Task prompt ▸ The response should consist solely of the line containing "240L110 235L99 233L90" and the lines after it through the end of the listing below, repeated exactly.

Given information Block Start

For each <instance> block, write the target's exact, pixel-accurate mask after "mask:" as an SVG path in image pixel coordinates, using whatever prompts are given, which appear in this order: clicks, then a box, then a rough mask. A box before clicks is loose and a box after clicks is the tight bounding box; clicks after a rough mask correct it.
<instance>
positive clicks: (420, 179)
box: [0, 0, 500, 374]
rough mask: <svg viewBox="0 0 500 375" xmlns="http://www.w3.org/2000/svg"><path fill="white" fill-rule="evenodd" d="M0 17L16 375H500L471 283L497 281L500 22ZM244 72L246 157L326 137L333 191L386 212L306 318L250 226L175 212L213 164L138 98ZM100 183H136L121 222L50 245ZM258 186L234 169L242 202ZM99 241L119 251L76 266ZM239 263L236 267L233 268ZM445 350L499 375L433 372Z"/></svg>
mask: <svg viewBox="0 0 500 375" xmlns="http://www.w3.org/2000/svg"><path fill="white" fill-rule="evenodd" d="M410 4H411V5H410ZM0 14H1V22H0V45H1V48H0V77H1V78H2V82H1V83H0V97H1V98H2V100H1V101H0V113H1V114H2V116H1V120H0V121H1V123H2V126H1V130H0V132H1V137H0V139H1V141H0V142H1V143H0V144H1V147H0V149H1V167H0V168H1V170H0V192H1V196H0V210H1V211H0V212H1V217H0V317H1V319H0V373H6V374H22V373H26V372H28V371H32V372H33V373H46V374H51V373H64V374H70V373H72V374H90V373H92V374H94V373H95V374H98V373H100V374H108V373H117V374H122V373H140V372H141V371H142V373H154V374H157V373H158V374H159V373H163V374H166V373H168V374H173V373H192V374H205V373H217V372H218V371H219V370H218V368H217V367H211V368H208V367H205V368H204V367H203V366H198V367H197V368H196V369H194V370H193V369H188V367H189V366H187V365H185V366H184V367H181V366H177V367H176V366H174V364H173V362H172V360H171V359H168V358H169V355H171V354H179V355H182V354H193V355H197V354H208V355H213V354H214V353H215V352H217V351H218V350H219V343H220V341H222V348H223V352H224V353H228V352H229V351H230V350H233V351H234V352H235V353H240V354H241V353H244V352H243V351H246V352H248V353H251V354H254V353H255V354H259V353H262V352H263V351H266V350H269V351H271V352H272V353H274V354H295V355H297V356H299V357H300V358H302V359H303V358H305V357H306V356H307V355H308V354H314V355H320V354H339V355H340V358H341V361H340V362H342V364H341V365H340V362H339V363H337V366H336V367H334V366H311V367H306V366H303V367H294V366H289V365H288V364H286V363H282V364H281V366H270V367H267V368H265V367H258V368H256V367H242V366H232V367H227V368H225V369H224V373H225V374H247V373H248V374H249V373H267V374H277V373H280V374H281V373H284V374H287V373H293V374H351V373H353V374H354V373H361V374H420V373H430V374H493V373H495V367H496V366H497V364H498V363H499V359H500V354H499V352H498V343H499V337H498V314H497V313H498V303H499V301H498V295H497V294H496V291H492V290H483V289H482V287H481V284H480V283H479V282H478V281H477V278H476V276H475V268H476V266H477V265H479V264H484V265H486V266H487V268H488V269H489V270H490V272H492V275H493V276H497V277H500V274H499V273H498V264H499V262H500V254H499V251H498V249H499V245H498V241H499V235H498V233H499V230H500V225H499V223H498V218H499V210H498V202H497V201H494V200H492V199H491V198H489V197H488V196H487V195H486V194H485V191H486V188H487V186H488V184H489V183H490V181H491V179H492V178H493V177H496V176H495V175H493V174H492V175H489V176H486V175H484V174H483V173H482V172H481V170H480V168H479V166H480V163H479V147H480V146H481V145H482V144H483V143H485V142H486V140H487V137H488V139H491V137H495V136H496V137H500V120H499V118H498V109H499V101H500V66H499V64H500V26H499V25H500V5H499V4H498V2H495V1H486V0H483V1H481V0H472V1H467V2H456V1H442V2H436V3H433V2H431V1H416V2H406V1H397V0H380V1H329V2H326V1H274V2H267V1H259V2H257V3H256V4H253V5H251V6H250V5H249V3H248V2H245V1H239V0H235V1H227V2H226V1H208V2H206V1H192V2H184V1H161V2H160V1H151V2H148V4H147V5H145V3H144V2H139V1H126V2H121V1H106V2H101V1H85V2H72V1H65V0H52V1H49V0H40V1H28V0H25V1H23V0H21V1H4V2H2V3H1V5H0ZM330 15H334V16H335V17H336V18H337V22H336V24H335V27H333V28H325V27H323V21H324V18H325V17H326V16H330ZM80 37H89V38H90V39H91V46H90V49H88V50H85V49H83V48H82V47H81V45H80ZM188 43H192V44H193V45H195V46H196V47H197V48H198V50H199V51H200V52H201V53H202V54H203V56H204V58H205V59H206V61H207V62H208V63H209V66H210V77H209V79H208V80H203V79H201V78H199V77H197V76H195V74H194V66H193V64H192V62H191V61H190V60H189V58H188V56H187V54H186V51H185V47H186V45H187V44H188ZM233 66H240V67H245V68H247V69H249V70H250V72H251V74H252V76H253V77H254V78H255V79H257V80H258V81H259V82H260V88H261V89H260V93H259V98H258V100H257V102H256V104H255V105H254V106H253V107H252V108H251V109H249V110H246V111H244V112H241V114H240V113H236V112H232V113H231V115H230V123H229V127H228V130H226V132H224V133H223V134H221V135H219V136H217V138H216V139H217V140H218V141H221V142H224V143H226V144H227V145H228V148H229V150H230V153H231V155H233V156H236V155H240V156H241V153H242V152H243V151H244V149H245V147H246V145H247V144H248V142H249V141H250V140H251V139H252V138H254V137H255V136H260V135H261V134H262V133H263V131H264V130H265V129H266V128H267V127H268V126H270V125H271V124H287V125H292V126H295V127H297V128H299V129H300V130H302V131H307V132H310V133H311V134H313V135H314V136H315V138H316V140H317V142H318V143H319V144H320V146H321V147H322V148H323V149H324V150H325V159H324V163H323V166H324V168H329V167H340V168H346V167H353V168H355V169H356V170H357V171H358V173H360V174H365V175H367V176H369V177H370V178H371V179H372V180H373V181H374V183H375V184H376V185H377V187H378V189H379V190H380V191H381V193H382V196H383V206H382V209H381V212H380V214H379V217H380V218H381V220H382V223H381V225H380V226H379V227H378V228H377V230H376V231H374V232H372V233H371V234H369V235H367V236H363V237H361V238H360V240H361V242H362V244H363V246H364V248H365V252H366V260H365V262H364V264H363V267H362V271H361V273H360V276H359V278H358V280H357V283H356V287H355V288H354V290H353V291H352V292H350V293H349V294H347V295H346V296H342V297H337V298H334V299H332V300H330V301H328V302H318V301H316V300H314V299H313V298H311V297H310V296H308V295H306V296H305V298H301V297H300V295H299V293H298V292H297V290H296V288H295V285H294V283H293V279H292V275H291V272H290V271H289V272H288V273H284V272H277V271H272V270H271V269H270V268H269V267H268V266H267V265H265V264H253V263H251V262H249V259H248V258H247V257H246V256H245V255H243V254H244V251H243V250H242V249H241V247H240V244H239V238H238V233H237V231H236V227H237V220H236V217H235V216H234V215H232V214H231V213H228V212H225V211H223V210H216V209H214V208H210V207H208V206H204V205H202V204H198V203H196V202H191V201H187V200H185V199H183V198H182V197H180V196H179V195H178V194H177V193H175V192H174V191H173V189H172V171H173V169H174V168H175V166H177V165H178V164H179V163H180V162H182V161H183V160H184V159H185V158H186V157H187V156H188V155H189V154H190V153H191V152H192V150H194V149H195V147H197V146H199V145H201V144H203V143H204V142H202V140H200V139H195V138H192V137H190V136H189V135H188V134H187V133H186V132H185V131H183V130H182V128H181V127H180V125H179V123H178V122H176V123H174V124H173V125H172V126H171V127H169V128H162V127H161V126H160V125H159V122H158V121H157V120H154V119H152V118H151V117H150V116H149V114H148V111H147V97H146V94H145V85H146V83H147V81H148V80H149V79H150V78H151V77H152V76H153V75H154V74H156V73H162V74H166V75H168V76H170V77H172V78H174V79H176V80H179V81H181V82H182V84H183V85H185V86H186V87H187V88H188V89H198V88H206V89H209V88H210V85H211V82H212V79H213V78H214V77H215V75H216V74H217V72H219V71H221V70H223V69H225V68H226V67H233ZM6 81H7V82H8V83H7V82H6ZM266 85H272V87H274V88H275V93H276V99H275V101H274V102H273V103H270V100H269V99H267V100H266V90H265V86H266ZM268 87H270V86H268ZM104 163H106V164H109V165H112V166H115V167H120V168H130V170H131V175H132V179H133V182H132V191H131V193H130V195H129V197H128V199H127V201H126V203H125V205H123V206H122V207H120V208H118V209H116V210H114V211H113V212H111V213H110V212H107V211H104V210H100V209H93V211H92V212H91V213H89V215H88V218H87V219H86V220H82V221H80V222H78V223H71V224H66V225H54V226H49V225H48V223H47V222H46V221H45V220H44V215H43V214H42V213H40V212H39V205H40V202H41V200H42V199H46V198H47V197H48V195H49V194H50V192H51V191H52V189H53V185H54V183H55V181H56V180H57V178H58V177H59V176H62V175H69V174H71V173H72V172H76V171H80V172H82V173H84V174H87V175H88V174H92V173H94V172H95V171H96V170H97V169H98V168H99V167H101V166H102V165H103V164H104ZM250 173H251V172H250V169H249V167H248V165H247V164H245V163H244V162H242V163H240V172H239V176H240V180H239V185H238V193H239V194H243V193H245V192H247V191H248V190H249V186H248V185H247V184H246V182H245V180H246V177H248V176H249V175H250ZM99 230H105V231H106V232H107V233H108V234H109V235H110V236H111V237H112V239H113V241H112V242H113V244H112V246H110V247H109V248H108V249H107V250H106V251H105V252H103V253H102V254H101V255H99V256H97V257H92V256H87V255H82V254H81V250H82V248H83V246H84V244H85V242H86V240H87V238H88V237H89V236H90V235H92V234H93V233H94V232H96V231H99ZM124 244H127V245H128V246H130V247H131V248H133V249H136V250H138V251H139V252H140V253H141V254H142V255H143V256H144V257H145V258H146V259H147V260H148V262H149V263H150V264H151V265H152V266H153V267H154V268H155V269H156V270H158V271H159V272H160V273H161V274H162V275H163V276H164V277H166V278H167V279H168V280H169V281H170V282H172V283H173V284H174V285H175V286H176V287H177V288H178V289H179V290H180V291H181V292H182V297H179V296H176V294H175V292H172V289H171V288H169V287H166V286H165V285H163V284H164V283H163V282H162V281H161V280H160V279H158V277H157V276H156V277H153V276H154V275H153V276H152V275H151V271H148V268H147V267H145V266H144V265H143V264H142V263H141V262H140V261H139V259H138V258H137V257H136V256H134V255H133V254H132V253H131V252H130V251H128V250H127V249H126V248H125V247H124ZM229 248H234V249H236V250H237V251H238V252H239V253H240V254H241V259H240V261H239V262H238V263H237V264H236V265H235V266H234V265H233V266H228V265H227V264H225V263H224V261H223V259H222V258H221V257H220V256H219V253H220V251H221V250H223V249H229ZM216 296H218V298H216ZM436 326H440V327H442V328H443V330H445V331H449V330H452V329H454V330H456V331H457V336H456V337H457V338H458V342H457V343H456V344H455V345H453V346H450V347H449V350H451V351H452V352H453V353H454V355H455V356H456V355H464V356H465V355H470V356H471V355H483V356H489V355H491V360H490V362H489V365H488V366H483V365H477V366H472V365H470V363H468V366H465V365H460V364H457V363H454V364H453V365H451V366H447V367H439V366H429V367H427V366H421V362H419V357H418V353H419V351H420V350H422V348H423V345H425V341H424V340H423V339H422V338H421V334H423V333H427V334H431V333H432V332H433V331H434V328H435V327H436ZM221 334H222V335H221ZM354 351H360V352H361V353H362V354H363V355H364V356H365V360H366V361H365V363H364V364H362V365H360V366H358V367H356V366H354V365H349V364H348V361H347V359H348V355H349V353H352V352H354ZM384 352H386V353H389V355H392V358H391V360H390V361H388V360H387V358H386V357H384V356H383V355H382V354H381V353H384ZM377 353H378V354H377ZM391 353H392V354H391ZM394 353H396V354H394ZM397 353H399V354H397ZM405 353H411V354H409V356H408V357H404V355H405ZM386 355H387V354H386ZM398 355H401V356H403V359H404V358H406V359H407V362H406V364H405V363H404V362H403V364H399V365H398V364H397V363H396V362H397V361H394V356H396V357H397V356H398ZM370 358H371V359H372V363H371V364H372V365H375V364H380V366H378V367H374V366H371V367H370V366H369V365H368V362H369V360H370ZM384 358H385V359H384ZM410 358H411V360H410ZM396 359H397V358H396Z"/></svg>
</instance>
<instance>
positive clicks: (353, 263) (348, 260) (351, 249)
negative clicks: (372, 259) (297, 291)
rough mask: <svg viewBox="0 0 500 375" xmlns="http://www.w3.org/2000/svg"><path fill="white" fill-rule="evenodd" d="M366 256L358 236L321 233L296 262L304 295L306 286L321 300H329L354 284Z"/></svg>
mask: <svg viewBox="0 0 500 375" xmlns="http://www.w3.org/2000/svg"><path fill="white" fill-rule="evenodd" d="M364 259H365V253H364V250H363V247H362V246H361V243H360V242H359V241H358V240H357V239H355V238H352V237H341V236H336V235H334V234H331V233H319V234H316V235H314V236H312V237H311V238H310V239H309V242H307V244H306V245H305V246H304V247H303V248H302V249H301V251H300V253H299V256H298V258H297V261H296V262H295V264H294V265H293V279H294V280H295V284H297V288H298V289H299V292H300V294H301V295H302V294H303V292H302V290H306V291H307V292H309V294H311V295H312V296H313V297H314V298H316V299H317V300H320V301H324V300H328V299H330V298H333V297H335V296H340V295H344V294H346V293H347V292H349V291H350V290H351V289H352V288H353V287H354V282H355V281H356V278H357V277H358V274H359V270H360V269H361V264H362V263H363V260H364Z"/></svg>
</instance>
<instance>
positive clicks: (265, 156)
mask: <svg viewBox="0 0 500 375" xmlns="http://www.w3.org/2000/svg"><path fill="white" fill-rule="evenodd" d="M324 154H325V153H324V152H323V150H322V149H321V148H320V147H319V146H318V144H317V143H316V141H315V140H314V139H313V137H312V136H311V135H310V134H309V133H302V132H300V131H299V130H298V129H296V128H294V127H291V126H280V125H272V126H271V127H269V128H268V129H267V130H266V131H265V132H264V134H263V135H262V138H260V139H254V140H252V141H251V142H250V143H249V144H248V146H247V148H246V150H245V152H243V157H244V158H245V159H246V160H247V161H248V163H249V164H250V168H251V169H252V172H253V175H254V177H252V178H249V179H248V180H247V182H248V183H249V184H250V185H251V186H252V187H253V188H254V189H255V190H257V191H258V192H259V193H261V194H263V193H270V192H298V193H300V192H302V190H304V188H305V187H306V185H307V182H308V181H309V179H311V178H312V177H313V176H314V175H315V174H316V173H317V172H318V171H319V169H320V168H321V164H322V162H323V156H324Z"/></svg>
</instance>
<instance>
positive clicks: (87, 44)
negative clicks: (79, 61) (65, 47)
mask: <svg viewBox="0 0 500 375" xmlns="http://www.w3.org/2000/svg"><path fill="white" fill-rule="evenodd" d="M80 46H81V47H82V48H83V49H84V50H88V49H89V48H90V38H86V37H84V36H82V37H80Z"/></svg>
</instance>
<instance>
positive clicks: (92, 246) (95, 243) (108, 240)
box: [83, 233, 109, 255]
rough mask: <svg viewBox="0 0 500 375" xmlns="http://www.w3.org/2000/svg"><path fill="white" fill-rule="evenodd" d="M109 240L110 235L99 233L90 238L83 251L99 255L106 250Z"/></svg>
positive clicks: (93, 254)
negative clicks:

Given information Block End

Answer space ▸
rough mask: <svg viewBox="0 0 500 375" xmlns="http://www.w3.org/2000/svg"><path fill="white" fill-rule="evenodd" d="M109 240L110 235L99 233L90 238L83 251L99 255L106 250Z"/></svg>
positive clicks: (93, 254)
negative clicks:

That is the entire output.